Records from a dataset
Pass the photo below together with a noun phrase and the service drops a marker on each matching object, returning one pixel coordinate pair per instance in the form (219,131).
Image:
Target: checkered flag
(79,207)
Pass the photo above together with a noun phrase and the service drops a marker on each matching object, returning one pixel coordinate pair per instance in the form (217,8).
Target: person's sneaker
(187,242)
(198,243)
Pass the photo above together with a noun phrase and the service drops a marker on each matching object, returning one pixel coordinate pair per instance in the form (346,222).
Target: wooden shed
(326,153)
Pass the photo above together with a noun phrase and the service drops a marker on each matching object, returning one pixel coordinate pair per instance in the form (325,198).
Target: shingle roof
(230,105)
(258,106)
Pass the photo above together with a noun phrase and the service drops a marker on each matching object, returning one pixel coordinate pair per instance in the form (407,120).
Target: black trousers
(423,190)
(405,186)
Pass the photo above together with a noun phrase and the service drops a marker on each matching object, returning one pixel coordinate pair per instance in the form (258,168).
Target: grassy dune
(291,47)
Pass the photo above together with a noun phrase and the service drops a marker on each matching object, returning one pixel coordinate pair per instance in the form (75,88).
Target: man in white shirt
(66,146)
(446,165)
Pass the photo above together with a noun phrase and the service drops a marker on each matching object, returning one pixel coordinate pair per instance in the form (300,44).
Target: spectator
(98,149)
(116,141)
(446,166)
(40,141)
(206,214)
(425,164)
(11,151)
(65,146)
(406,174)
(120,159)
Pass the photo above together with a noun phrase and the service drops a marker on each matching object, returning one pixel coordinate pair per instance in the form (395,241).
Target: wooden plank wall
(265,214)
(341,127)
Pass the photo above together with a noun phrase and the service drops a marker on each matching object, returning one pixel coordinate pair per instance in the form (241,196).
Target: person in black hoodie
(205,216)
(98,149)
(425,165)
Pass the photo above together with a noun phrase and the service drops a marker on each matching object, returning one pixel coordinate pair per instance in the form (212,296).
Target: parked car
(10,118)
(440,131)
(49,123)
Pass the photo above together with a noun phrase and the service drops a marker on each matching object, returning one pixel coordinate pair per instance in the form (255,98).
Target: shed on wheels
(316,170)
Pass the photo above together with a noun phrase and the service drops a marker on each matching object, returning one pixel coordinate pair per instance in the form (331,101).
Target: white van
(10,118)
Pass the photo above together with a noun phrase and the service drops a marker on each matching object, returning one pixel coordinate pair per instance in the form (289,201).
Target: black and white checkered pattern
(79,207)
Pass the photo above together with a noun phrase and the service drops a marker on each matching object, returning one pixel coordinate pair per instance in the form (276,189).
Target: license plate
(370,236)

### Brief
Every entry, from first to last, should be written out exactly.

### Completed exercise
Pass the photo below together with a noun phrase and the service drops a marker on each matching object, returning one pixel coordinate pair per instance in the form (219,131).
Image:
Target: checkered flag
(79,207)
Pass the photo above together with a noun phrase and the service drops a marker on each matching object, returning one pixel coordinate pair per instance in the form (217,8).
Target: person's sneaker
(187,242)
(198,243)
Pass the photo above together with a noun phrase and the service drops a marker on each matching object, returning one pixel coordinate pair per instance in the form (346,222).
Target: wooden shed
(326,153)
Pass the photo above together with a noun phrase and the service drops a marker on each matching object, returning one pixel coordinate pair per instance in the form (325,198).
Target: shingle roof
(230,105)
(258,106)
Pass the photo above together with a noun phrase and the service drops a marker on each matching object, returning one pixel coordinate pair per instance in the form (407,120).
Target: black trousers
(423,190)
(405,186)
Pass the photo above together with a noun phrase and the service drops a marker on each matching object, returning one pixel coordinate pair per instance in the form (258,168).
Target: grassy dune
(291,47)
Pass the photo above together with a noun phrase and the service drops a marker on each matching object, returning one pixel coordinate pair per instance in the form (75,88).
Target: man in white shirt
(66,146)
(446,165)
Pass the photo above together with a noun phrase and the service drops a marker on each matching object, returning one pixel coordinate pair per instance in the form (300,44).
Target: spectator
(98,149)
(116,141)
(446,166)
(40,141)
(206,214)
(425,164)
(11,151)
(65,146)
(406,174)
(120,159)
Pass the photo above together with a noun phrase and the service drops a marker on each matching object, returning one pixel coordinate pair per instance in the form (395,241).
Target: wooden plank wall
(265,214)
(341,127)
Pass the photo above together with a noun phrase and the service drops a marker on each matching object, returning one pixel coordinate pair per instance in the form (241,196).
Target: person in black hoodie
(205,216)
(98,149)
(425,165)
Pass the photo above together with a noun phrase and the service drops a marker on each matching object, returning one pixel coordinate pair per instance in the form (212,296).
Target: parked car
(10,118)
(440,131)
(49,123)
Pass the photo above together with a noun phrase and the service drops a marker on each matching object, returning one pixel coordinate pair per instance in the form (255,98).
Target: shed on wheels
(316,170)
Pass the photo above together with a noun phrase and the service drops a marker on each matching object, returning one pixel coordinate pair per instance in the form (331,101).
Target: white van
(10,118)
Pass the photo above together with a noun phrase and the service drops a marker on each matching object, returning one pixel coordinate pair per instance in the form (289,201).
Target: black and white checkered pattern
(79,207)
Pass the photo above together with a noun phrase and the service drops a marker on each matching object, returning one pixel coordinate pair per instance in the form (276,189).
Target: license plate
(370,236)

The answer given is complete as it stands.